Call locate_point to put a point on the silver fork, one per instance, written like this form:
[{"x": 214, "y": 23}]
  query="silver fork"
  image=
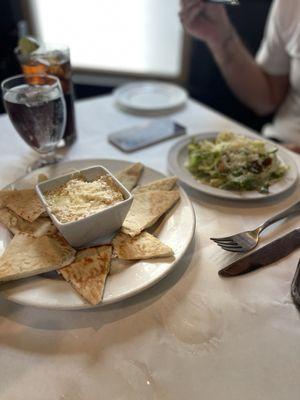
[{"x": 245, "y": 241}]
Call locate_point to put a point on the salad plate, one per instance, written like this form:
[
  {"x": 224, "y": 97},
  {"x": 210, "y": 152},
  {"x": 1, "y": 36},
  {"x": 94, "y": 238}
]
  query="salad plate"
[{"x": 178, "y": 157}]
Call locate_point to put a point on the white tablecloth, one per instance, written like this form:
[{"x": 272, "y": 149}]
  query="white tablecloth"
[{"x": 191, "y": 336}]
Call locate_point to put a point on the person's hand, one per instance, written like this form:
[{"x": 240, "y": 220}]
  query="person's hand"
[{"x": 208, "y": 22}]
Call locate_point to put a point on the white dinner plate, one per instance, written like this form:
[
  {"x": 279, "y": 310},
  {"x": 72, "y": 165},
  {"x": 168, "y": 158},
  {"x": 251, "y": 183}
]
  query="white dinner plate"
[
  {"x": 178, "y": 155},
  {"x": 150, "y": 97},
  {"x": 127, "y": 278}
]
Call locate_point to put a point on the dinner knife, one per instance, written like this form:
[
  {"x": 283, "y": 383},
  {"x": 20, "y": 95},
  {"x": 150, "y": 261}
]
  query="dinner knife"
[{"x": 266, "y": 255}]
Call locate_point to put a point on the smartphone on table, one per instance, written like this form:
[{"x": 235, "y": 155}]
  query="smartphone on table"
[{"x": 147, "y": 134}]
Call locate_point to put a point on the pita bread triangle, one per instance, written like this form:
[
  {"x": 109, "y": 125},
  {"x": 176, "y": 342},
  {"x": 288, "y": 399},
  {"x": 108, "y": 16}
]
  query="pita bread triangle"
[
  {"x": 140, "y": 247},
  {"x": 27, "y": 255},
  {"x": 25, "y": 203},
  {"x": 41, "y": 226},
  {"x": 130, "y": 176},
  {"x": 87, "y": 274},
  {"x": 146, "y": 208},
  {"x": 161, "y": 184}
]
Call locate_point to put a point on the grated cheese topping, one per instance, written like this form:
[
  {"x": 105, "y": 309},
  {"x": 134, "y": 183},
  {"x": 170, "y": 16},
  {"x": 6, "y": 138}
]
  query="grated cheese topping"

=======

- [DESCRIPTION OF THE TASK] In the entries above, take the line containing "Call locate_point to put a point on the pita" and each later line through the last, and repeat them exactly. Output nothing else.

- [EXPECTED ANSWER]
Call locate_point to put a point on the pita bread triangle, one per instance, written like this form:
[
  {"x": 109, "y": 125},
  {"x": 176, "y": 342},
  {"x": 288, "y": 399},
  {"x": 108, "y": 16}
]
  query="pita bread triangle"
[
  {"x": 140, "y": 247},
  {"x": 27, "y": 255},
  {"x": 25, "y": 203},
  {"x": 41, "y": 226},
  {"x": 130, "y": 176},
  {"x": 87, "y": 274},
  {"x": 146, "y": 208},
  {"x": 161, "y": 184}
]
Call locate_point to put a point on the grated cheese topping, one per instance, written like this form:
[
  {"x": 105, "y": 309},
  {"x": 134, "y": 183},
  {"x": 170, "y": 16},
  {"x": 6, "y": 138}
]
  query="grated cheese topping"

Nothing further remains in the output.